**What is expected**
Reproduce verbatim the entries from the very start through the line holding "[[914, 354]]", both ends included, and leave the pictures out of your copy.

**Data to use**
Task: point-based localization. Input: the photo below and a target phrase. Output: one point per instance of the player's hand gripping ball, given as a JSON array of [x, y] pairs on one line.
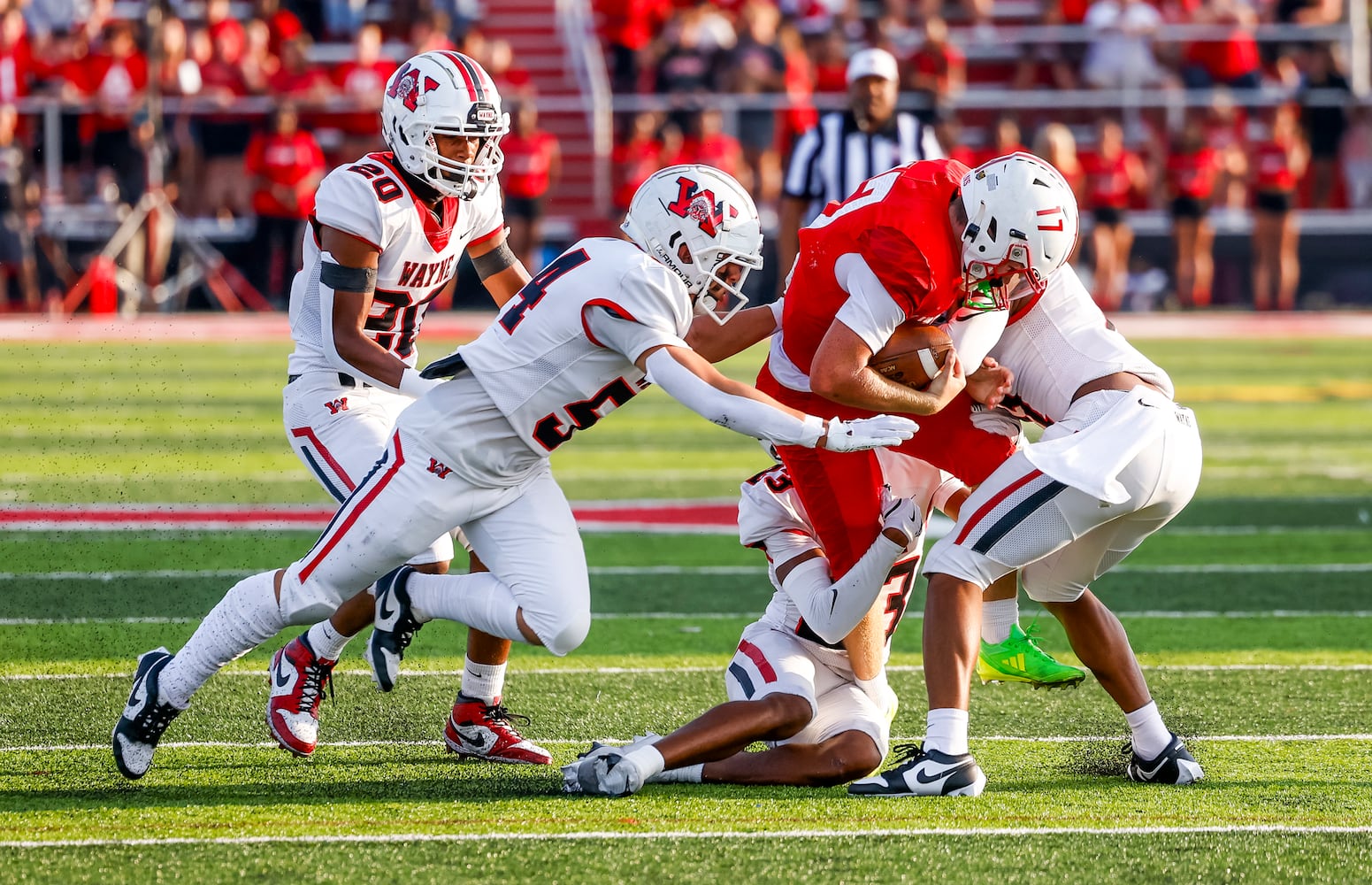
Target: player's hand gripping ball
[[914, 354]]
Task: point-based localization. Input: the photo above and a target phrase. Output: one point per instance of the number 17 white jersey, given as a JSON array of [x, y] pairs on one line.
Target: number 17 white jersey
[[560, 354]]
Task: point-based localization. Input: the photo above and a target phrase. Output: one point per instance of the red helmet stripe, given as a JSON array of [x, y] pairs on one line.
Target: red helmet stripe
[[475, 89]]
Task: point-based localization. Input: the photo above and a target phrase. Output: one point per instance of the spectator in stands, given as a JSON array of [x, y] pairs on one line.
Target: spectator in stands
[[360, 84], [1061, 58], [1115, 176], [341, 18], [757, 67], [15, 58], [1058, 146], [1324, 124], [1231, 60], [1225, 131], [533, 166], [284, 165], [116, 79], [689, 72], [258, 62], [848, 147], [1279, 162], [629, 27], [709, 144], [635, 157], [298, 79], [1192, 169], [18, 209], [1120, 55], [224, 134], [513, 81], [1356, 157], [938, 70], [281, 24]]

**Answer to this exercise**
Task: point-based localization. Input: the photo below and a target phrase. Output: one point per instance of the player's hand gripping ball, given as a JSON array of [x, y] pairs on one line.
Target: player's hand gripping ball
[[914, 354]]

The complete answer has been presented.